- [Tarefas propostas]:
1. Segundo o texto sobre a visita dos bombardeiros russos à Venezuela, por que as aeronaves são chamadas de bombardeiros nucleares? Responda em uma a três frases.
2. Retome o texto sobre a visita dos bombardeiros russos à Venezuela a partir do ponto em que ele termina.

- [Texto de leitura]:
*-*-*

DivulgaçãoUm dos bombardeiros russos na pista do aeroporto venezuelano: jogo lembra a Guerra Fria

Provocação atômica

O impacto da breve visita de dois bombardeiros nucleares russos à Venezuela é muito mais político e comercial do que militar
14.12.18

A Rússia de hoje guarda apenas um naco do poder que a União Soviética tinha durante a Guerra Fria. Mas o país ainda preserva sua aptidão para importunar seu maior inimigo, os Estados Unidos. Na segunda-feira, 10, dois cargueiros Tupolev Tu-160, com capacidade para lançar bombas nucleares, pousaram no aeroporto de Maiquetía, próximo a Caracas, na Venezuela. Conhecidas como “cisnes brancos”, as aeronaves sobrevoaram os mares ao norte da Europa, foram escoltadas por caças F-16 da Noruega e passaram pelo Caribe antes de chegar ao destino. Em Washington, a reação não demorou. O secretário de estado americano, Mike Pompeo, foi ácido. “O povo da Rússia e o da Venezuela devem ver isso: dois governantes corruptos que esbanjam fundos públicos e esmagam a liberdade enquanto seus povos sofrem”, escreveu ele, no Twitter. Comparações com o período da Guerra Fria tornaram-se inevitáveis.

*-*-*

- [Dados fornecidos]:
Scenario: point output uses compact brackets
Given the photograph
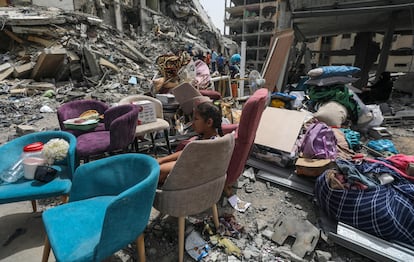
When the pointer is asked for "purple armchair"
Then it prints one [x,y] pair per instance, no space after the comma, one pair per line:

*-*-*

- [Conjunto de respostas]:
1. Os dois Tupolev Tu-160 que pousaram no aeroporto de Maiquetía, próximo a Caracas, têm capacidade para lançar bombas nucleares.

2.
Não é possível saber se a bordo dos Tu-160 havia ou não armas nucleares. Apesar disso, a mera possibilidade de que isso tenha ocorrido não chega a ter a mesma importância da Crise dos Mísseis, em 1962. Naquela época, aviões americanos de espionagem flagraram a instalação de mísseis soviéticos em Cuba, com a ponta virada para os Estados Unidos. O mundo, naqueles tempos, vivia o perigo real de uma guerra e o secretismo era fundamental em tudo. Desta vez, os atos políticos barulhentos é que predominam. Os Tupolevs deveriam fazer voos conjuntos com a Força Aérea Venezuela no estado de Vargas, perto da capital Caracas, mas a maior parte do tempo foi gasta em fotografias e discursos na pista do aeroporto, que também recebe voos comerciais. “Os russos querem mostrar que ainda conseguem projetar sua força globalmente, principalmente no Caribe”, diz Eduardo Heleno, do Instituto de Estudos Estratégicos da Universidade Federal Fluminense (UFF). “Há também uma vontade de revidar a presença americana e da Otan (Organização do Tratado do Atlântico Norte) perto das fronteiras russas.”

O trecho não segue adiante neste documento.